→ **Brief 1**: In the forum thread, what keeps the first writer from looking too hard for another job?
→ **Brief 2**: From the forum thread, print the part starting with "I know that" and going on through "seeking only wages.".

I know that all too well. I'm not dealing with managers who are as outwardly
assholish as you are but there's more problems than solutions where I work. My
current flavor of employment handcuffs are a full-time remote position. The
job itself isn't that bad, but I'm underpaid and overworked. The full-time
remote plus the little bit of autonomy that I have in my work keeps me from
looking too hard. Complacency, by any other name.

------
ACow_Adonis
As an economist, you'd expect them to have trouble attracting highly skilled
people seeking only wages.

On the other hand, also as an economist and from my own personal experience,
there's a whole host of non-monetary benefits a flexible business can provide
(which other businesses and corporates seem to balk at), and there's also the
little talked about preference of some people wanting a negative correlation
between pay and hours the job at the margin.

→ **Material provided**:
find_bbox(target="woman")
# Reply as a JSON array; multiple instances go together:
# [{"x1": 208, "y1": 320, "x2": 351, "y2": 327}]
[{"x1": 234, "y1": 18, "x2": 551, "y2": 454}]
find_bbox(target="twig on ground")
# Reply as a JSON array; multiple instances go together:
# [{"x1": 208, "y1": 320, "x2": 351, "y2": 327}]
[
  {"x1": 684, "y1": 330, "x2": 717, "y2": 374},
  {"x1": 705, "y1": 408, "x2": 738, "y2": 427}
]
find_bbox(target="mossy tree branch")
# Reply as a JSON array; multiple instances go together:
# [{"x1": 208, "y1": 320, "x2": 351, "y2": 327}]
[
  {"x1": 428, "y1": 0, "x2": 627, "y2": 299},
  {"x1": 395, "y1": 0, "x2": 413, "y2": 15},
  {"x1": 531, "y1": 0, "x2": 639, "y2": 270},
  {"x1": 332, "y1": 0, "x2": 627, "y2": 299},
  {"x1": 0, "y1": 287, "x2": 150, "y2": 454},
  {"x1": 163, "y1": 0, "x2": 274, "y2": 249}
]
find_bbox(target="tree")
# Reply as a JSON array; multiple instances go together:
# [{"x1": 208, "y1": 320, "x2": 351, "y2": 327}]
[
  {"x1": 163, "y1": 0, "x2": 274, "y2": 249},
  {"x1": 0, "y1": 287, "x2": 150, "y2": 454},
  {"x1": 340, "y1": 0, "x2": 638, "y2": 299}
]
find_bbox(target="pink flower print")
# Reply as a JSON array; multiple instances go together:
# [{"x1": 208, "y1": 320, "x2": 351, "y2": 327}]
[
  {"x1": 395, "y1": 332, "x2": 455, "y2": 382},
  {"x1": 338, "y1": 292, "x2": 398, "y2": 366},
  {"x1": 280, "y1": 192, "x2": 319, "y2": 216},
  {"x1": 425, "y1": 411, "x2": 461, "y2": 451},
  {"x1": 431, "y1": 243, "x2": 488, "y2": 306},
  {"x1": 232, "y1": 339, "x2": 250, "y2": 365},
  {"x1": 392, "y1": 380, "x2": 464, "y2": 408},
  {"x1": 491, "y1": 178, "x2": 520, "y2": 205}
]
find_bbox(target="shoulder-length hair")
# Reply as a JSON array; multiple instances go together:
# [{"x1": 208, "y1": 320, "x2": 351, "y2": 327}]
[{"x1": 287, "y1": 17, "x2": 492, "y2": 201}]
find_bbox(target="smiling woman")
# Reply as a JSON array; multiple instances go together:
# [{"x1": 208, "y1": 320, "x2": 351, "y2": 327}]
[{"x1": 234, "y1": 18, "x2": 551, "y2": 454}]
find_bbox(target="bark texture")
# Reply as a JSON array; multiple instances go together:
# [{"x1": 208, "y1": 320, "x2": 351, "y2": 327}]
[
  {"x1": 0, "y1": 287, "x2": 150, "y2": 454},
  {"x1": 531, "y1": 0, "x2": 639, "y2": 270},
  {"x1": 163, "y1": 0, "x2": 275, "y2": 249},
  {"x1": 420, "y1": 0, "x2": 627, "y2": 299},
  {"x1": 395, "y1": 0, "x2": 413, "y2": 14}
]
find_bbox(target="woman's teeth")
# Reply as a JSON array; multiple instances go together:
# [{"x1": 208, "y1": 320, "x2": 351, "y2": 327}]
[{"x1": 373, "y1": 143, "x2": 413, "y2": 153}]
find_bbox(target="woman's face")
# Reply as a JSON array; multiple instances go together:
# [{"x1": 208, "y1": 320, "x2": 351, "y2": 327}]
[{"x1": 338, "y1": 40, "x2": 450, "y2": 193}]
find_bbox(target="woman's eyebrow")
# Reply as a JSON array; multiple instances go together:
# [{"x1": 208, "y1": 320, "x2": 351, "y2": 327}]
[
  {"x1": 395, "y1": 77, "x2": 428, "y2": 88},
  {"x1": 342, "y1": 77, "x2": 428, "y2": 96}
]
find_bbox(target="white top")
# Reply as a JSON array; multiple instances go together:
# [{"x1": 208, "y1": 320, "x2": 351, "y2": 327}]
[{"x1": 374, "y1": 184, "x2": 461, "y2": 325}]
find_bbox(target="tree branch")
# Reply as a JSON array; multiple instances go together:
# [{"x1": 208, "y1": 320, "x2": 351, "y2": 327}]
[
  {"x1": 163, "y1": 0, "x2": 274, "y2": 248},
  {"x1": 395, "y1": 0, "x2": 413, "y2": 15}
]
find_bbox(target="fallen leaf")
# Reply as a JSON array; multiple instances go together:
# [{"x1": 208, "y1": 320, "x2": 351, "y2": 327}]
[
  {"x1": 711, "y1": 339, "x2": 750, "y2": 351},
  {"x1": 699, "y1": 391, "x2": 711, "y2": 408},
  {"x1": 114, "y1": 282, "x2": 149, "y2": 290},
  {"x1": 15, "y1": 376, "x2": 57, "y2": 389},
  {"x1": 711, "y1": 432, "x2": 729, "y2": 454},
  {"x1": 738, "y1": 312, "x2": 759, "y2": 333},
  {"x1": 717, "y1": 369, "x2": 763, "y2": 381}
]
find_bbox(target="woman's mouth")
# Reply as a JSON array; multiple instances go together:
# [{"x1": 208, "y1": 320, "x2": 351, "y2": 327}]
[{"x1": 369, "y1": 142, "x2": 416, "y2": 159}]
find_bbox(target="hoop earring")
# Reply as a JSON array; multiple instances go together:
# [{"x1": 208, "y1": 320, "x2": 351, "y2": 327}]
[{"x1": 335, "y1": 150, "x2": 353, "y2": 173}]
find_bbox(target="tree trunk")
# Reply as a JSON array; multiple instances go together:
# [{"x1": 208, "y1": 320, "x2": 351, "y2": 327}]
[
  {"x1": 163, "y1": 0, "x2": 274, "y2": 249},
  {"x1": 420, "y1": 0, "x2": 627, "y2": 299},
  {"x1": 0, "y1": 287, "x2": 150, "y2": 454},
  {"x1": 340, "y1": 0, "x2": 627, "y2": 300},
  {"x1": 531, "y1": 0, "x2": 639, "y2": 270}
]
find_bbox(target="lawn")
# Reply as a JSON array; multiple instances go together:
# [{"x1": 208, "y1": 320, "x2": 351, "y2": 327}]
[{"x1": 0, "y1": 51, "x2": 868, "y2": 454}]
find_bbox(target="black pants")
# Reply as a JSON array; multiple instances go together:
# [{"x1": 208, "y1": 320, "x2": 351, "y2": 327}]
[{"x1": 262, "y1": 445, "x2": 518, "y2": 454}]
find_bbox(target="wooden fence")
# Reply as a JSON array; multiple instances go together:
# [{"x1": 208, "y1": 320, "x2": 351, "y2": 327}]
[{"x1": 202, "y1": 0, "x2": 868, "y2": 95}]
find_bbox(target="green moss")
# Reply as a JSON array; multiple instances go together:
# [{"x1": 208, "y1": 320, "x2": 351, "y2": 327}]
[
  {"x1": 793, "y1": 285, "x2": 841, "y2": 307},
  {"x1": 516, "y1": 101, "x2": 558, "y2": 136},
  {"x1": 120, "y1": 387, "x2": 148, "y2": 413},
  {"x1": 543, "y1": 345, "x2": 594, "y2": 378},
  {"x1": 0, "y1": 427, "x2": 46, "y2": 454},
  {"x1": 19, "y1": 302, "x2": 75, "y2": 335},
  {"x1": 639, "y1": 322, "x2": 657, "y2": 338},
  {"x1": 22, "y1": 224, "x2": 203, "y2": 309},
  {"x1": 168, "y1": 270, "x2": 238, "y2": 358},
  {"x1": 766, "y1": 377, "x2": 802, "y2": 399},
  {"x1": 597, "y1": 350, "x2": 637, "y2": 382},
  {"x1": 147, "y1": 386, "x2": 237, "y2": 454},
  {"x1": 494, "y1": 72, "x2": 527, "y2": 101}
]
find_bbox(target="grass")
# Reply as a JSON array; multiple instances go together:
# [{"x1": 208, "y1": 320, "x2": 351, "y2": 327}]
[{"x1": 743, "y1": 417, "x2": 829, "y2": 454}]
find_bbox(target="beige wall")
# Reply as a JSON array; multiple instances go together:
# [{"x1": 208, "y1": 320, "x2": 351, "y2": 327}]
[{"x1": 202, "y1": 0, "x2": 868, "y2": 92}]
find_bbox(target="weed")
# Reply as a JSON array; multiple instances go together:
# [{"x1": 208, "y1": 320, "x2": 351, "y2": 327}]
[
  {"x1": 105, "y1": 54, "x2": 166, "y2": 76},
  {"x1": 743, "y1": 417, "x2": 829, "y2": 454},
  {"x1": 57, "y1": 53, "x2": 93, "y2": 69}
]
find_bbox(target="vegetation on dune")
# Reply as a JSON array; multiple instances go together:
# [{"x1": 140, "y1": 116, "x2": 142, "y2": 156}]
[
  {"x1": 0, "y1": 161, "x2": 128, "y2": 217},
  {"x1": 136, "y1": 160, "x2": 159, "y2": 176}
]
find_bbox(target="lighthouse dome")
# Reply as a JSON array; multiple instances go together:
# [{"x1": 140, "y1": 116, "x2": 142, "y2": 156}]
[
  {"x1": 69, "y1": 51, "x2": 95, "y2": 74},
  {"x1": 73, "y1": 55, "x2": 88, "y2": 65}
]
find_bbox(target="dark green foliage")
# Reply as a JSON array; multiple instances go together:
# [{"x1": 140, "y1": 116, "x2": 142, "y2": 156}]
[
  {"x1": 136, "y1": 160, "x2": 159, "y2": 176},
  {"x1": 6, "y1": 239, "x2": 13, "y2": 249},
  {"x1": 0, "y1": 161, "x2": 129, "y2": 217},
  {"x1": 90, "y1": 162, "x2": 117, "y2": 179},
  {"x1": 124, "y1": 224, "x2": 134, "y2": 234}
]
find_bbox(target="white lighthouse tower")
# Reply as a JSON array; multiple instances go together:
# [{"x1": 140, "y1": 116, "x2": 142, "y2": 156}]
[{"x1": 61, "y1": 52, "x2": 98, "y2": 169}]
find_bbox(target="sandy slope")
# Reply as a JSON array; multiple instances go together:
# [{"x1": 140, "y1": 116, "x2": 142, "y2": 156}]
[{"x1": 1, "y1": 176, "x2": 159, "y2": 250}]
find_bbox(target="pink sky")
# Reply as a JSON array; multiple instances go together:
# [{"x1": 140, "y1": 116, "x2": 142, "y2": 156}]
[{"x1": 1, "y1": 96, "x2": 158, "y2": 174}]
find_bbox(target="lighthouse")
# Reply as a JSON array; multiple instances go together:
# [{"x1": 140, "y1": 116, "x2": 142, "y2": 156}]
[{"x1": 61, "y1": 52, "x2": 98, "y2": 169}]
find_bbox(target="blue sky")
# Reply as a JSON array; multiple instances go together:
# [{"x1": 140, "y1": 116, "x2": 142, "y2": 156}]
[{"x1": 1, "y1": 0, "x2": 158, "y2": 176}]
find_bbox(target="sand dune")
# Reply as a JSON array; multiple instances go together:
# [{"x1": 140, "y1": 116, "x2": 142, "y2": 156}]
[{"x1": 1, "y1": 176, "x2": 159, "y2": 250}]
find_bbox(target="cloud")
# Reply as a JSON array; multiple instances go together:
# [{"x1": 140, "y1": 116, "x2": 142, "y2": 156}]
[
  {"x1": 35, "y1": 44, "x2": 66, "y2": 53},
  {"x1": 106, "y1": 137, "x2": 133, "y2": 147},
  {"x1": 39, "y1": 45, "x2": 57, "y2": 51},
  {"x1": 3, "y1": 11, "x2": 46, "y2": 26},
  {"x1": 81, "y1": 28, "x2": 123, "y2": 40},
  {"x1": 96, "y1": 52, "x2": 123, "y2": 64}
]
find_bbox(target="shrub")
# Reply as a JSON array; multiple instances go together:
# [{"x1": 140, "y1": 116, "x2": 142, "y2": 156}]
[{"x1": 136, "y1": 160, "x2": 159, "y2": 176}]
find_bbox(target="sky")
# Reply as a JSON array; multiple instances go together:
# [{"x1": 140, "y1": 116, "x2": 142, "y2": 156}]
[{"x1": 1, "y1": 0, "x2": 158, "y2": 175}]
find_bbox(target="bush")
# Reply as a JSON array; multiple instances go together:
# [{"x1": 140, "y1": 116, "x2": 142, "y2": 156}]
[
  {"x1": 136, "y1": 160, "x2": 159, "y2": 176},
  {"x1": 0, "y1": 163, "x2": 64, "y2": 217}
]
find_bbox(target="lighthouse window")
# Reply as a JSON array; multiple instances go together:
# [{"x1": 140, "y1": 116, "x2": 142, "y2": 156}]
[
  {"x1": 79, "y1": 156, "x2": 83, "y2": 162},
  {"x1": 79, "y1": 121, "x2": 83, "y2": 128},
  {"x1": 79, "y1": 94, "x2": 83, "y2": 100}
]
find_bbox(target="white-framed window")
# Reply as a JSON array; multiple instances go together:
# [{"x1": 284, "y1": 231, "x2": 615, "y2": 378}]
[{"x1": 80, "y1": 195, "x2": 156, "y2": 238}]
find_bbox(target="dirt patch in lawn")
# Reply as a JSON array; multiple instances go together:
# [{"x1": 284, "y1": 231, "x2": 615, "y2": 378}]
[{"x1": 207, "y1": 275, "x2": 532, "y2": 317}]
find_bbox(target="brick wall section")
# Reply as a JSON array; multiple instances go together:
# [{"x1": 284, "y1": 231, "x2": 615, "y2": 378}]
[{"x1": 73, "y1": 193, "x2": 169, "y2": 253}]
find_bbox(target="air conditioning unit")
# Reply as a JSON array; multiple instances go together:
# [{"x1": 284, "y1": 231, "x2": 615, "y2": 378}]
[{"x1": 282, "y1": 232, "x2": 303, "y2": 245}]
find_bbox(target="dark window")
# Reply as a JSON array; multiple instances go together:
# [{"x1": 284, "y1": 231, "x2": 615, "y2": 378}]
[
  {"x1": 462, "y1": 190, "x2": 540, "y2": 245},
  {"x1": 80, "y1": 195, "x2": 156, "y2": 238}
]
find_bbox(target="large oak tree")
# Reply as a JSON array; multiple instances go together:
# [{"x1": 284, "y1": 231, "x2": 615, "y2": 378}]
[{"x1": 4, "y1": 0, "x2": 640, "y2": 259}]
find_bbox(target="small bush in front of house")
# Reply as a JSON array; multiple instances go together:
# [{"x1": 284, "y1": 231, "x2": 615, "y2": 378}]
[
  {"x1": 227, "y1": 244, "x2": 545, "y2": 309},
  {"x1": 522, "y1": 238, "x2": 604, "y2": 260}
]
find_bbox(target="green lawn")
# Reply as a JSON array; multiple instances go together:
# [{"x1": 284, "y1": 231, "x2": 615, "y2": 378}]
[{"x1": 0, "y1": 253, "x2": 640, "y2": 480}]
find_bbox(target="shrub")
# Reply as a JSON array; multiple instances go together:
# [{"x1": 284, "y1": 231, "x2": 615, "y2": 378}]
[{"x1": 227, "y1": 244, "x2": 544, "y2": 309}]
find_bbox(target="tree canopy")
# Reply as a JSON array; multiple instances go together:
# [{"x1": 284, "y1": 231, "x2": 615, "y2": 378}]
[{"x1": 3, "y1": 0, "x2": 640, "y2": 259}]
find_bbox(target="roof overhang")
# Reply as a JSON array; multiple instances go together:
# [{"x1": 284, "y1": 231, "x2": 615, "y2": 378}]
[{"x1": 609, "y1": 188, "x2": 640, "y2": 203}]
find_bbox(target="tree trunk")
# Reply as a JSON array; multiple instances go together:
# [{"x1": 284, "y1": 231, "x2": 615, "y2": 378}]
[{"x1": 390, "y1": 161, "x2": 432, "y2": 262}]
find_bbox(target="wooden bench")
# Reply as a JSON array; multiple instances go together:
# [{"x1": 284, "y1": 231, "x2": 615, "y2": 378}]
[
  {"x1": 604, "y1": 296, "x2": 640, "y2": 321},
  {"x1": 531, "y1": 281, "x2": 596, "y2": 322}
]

→ **Task answer 1**: The full-time remote arrangement plus the little bit of autonomy in the work.

→ **Task answer 2**:
I know that all too well. I'm not dealing with managers who are as outwardly
assholish as you are but there's more problems than solutions where I work. My
current flavor of employment handcuffs are a full-time remote position. The
job itself isn't that bad, but I'm underpaid and overworked. The full-time
remote plus the little bit of autonomy that I have in my work keeps me from
looking too hard. Complacency, by any other name.

------
ACow_Adonis
As an economist, you'd expect them to have trouble attracting highly skilled
people seeking only wages.